## begin

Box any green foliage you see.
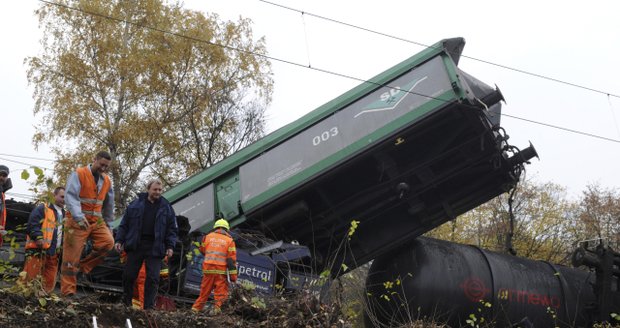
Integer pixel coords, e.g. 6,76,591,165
25,0,273,211
347,220,360,240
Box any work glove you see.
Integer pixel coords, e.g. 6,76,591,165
77,218,90,230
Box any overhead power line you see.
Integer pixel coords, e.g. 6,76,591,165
0,153,56,162
502,113,620,143
37,0,620,146
258,0,620,98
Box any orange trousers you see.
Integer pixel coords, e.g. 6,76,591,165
192,274,228,311
21,251,58,294
60,218,114,296
131,263,146,309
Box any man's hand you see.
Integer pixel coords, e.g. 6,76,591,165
77,218,90,230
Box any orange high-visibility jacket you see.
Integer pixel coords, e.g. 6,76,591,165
26,206,56,249
200,229,237,281
66,166,112,223
0,192,6,246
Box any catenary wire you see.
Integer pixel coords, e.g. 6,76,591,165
38,0,620,143
258,0,620,98
0,153,56,162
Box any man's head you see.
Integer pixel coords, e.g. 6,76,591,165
213,219,230,230
91,151,112,174
146,179,163,202
54,187,65,207
0,165,9,185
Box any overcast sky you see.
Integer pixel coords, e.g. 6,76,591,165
0,0,620,198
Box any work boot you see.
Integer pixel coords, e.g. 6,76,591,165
209,307,222,315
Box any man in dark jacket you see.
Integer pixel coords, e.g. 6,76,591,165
114,180,178,310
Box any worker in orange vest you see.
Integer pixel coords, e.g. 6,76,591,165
192,219,237,313
60,151,114,297
120,251,168,310
0,165,13,246
20,187,65,294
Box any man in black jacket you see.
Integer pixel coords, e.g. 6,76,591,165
114,180,178,310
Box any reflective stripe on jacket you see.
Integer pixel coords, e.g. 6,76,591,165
67,166,112,223
200,229,237,275
26,205,57,249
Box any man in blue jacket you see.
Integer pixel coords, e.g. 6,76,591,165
114,180,178,310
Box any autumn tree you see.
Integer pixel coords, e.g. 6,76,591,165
429,181,576,264
25,0,273,210
575,184,620,250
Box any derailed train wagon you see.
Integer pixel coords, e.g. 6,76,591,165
365,237,608,327
165,38,536,276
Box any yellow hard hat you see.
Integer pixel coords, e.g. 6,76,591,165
213,219,230,230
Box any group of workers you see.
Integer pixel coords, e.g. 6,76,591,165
0,151,237,312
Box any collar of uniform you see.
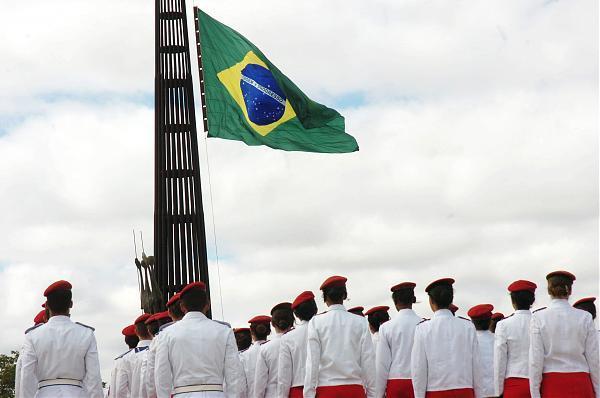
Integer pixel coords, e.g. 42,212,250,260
433,309,454,318
549,299,571,308
48,315,73,323
181,311,208,321
514,310,531,315
137,340,152,348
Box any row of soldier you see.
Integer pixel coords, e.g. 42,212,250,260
16,271,600,398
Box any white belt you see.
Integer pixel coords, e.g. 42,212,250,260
173,384,223,395
38,379,83,389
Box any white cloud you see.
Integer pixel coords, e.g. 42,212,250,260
0,0,598,379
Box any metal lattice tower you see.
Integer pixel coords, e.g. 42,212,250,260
154,0,210,310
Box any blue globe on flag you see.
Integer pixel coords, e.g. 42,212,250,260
240,64,286,126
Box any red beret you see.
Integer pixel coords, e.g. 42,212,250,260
179,282,206,298
365,305,390,315
167,293,180,307
425,278,454,293
248,315,271,323
508,280,537,293
133,314,152,325
390,282,417,292
292,291,315,310
33,310,48,325
573,297,596,307
546,271,575,281
348,305,365,316
492,312,504,320
319,275,348,290
44,281,73,297
467,304,494,319
121,325,136,337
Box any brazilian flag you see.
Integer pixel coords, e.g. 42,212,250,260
195,8,358,153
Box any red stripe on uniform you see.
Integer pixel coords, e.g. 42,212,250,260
385,379,415,398
542,372,596,398
316,384,366,398
425,388,475,398
503,377,531,398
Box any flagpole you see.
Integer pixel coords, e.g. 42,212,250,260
194,6,208,133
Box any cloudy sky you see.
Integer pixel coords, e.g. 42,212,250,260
0,0,598,380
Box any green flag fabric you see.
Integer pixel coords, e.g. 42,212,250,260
195,8,358,153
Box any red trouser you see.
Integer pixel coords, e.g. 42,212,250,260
385,379,415,398
288,386,304,398
504,377,531,398
316,384,366,398
425,388,475,398
542,372,596,398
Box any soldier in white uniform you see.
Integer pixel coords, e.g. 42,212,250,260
494,280,537,398
277,291,317,398
144,293,183,398
573,297,596,319
467,304,495,398
529,271,600,398
240,315,271,398
115,314,152,398
108,325,140,398
365,305,390,353
254,303,294,398
376,282,423,398
155,282,246,398
304,276,375,398
19,281,103,398
411,278,482,398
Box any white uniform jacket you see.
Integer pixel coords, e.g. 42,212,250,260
477,330,495,397
117,340,152,398
240,340,266,398
304,304,375,398
154,311,246,398
494,310,531,396
277,321,308,398
254,334,282,398
20,316,104,398
107,350,133,398
376,309,423,398
529,299,600,398
411,310,482,398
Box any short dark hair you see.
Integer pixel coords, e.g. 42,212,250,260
427,284,454,309
574,301,596,319
323,286,348,302
125,336,140,348
473,318,492,330
548,275,573,297
46,290,73,314
250,322,271,340
294,300,318,322
271,303,294,330
234,330,252,351
367,311,390,332
179,288,208,312
392,289,417,305
510,290,535,310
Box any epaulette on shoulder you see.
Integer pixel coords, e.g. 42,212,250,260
75,322,96,332
25,323,43,334
115,350,131,361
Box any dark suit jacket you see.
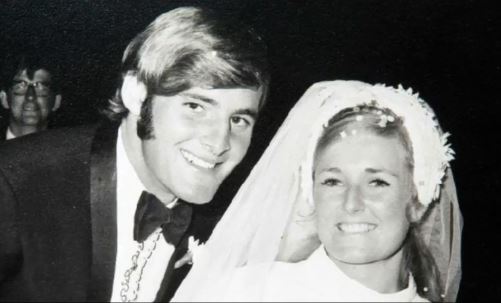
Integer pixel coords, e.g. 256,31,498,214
0,116,9,142
0,121,207,301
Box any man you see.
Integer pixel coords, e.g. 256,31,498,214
0,8,268,301
0,55,61,141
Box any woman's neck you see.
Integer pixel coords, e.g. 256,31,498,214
330,249,409,293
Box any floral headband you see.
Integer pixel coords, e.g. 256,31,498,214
301,81,454,206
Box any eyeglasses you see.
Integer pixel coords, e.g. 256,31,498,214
12,80,50,96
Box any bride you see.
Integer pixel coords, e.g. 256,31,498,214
173,81,462,302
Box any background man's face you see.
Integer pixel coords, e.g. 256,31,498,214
142,88,262,204
7,69,55,126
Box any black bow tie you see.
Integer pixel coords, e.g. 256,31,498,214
134,191,192,246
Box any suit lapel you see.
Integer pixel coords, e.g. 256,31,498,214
88,123,118,301
155,238,191,302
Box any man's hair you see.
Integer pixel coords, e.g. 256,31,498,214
105,7,269,127
1,52,61,94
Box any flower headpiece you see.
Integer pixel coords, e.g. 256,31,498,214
301,81,454,206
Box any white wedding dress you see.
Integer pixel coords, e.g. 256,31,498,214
204,246,428,302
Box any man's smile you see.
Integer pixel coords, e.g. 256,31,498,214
181,149,218,169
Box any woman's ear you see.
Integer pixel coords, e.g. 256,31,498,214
407,197,428,223
120,73,147,116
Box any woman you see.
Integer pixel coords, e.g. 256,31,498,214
174,81,461,301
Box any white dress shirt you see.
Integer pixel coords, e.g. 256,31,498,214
111,128,174,302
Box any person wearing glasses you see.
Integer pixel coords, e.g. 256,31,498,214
0,55,61,141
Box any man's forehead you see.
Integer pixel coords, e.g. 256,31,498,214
14,68,52,82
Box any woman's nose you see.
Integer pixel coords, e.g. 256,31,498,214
343,187,365,213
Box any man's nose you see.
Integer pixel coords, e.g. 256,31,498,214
202,122,231,157
25,85,37,101
343,186,365,213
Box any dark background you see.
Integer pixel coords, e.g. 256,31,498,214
0,0,501,301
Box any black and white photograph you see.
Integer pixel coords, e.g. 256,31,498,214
0,0,501,302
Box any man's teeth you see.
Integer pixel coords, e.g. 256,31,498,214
181,150,216,168
338,223,376,233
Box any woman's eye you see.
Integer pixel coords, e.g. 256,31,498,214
184,102,204,113
369,179,390,187
321,178,341,186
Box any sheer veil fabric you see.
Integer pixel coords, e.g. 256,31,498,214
173,80,462,301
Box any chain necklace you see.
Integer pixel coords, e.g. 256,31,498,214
120,228,162,302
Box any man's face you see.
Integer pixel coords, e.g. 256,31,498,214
313,131,412,264
7,69,55,126
142,88,262,204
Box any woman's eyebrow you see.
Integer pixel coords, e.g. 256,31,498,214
365,168,398,178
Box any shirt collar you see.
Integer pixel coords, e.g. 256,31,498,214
5,127,16,140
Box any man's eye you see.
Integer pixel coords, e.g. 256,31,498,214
369,179,390,187
320,178,341,186
184,102,204,113
230,116,251,127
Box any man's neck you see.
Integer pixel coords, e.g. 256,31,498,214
331,249,408,293
121,117,176,205
9,123,47,137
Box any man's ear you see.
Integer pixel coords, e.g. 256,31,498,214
120,73,147,116
52,94,62,112
0,90,9,109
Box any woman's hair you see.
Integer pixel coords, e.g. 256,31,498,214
316,105,442,302
105,7,269,139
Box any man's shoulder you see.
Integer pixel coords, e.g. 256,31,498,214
0,125,104,178
0,125,96,160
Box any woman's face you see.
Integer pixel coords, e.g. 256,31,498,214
313,130,412,264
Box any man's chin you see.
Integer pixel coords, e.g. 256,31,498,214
177,190,216,205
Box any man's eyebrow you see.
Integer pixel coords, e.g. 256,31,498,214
365,168,398,178
234,108,258,120
181,93,258,120
181,93,217,104
320,167,342,173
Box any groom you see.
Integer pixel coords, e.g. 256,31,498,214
0,7,268,301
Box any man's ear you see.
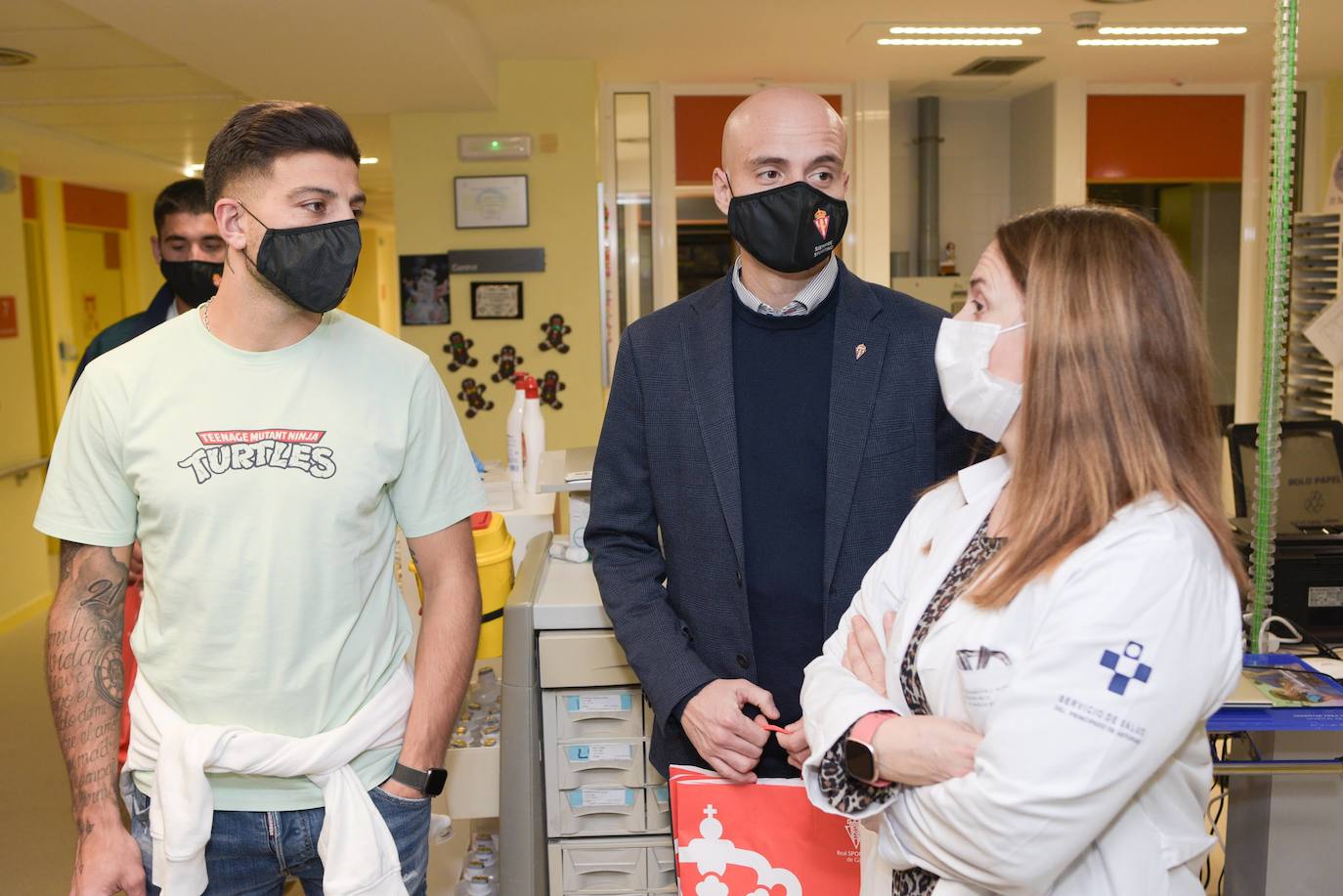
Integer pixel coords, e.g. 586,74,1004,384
215,198,247,251
714,168,732,215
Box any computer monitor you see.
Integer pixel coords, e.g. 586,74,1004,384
1226,420,1343,534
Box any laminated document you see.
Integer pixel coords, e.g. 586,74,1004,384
1301,298,1343,366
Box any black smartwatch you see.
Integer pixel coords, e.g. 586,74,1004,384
392,763,448,796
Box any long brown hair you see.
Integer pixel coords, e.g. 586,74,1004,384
971,205,1245,606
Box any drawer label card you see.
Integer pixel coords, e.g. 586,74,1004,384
565,745,634,762
564,693,631,712
570,788,634,809
589,745,634,762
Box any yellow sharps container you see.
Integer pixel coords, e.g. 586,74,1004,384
471,510,514,660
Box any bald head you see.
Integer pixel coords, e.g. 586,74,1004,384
714,87,848,214
722,87,848,169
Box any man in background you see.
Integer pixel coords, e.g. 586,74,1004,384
69,177,224,762
69,177,224,391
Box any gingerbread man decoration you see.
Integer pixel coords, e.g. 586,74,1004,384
542,370,564,411
443,330,480,373
491,345,522,383
542,315,574,355
456,376,495,419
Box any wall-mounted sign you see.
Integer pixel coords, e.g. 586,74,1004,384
456,134,532,161
448,248,545,274
453,175,528,230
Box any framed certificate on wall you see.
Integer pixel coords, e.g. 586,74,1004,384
453,175,528,230
471,280,522,321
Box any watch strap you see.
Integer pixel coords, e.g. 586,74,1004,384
848,710,897,788
392,763,428,794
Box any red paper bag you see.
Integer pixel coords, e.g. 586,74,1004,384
671,766,861,896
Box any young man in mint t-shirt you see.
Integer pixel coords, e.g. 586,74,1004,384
36,102,485,896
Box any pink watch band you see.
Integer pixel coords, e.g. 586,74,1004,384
848,710,898,788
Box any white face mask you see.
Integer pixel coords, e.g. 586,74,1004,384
933,319,1026,442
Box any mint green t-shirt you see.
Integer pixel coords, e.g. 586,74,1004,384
35,312,485,811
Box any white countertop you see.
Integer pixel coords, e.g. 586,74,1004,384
532,556,611,631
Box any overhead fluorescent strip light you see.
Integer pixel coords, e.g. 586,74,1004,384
1096,25,1249,35
877,37,1020,47
1077,37,1221,47
890,25,1041,36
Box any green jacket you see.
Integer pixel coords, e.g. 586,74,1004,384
69,283,177,392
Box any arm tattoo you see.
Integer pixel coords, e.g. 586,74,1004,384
47,541,126,817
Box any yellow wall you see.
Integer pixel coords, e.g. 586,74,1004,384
1321,78,1343,211
0,149,51,623
121,192,164,310
340,227,377,326
392,61,602,459
65,227,126,355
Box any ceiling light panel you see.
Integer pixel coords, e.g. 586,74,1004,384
890,25,1041,37
1096,25,1249,36
877,37,1020,47
1077,37,1221,47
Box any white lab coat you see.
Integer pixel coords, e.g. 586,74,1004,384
801,456,1241,896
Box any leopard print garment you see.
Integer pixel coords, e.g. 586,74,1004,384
821,519,1003,896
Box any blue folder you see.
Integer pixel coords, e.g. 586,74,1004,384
1207,653,1343,734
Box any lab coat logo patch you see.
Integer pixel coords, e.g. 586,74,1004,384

## end

• GOAL OF THE EXERCISE
Repeat the items above word for word, starting with the very first line and going on through the line that contains "0,151,237,312", with both of those lines included. Leave the pictures out.

• FINISHED EXERCISE
Box any green foliage you see.
Integer pixel coords, e.g. 6,76,591,165
25,0,273,211
347,220,360,240
Box any work glove you see.
Integer pixel coords, e.g. 6,76,591,165
77,218,90,230
Box any overhead power line you see.
Integer pixel coords, e.g. 6,76,591,165
0,153,56,162
502,113,620,143
37,0,620,146
258,0,620,98
Box any orange trousers you see.
Integer pixel coords, e.g. 6,76,591,165
192,274,228,311
21,251,58,294
60,218,114,296
131,263,146,309
Box any man's hand you see.
Integer pixel coords, e.g. 6,76,591,165
77,218,90,230
Box any orange high-visibility jacket you see.
Integer pixel coords, e.g. 6,76,591,165
26,206,56,249
200,229,237,281
66,166,112,223
0,192,6,246
Box any catenary wire you see.
Integer pixel coords, e.g. 6,76,591,165
38,0,620,143
258,0,620,98
0,153,56,162
Box any man's head you see.
Integer pixel coords, e.g. 6,76,591,165
213,219,230,230
91,151,112,174
146,179,163,202
54,187,65,207
0,165,9,185
Box any overcast sky you see.
Integer pixel coords, e.g. 6,76,591,165
0,0,620,198
Box any work boot you see.
Integer pixel coords, e.g. 6,76,591,165
209,307,222,315
Box any man in dark jacket you see.
Integer pixel coords, e.g. 6,76,591,165
114,180,178,310
Box any worker in orange vest you see.
Integer pixel coords, e.g. 6,76,591,165
192,219,237,313
60,151,114,297
120,251,168,310
0,165,13,246
20,187,65,294
Box any man in black jacket you see.
Integer pixel coords, e.g. 6,76,591,165
114,180,178,310
Box any reflective stripe on jacket you see.
Integer pixel coords, e.g. 6,76,591,165
67,166,112,223
200,229,237,275
26,205,57,249
Box any man in blue jacket you see.
Integer pixel coords, e.g. 6,76,591,165
114,180,178,310
Box any autumn tree you see.
Integer pixel coords, e.g. 6,76,591,165
429,181,576,264
25,0,273,210
575,184,620,250
Box any derailed train wagon you see.
Integer pixel coords, e.g. 6,76,591,165
365,237,608,327
165,38,536,276
Box any yellow hard hat you see.
Integer pixel coords, e.g. 6,76,591,165
213,219,230,230
Box any group of workers you see.
Integer pixel coords, e.g. 6,76,591,165
0,151,237,312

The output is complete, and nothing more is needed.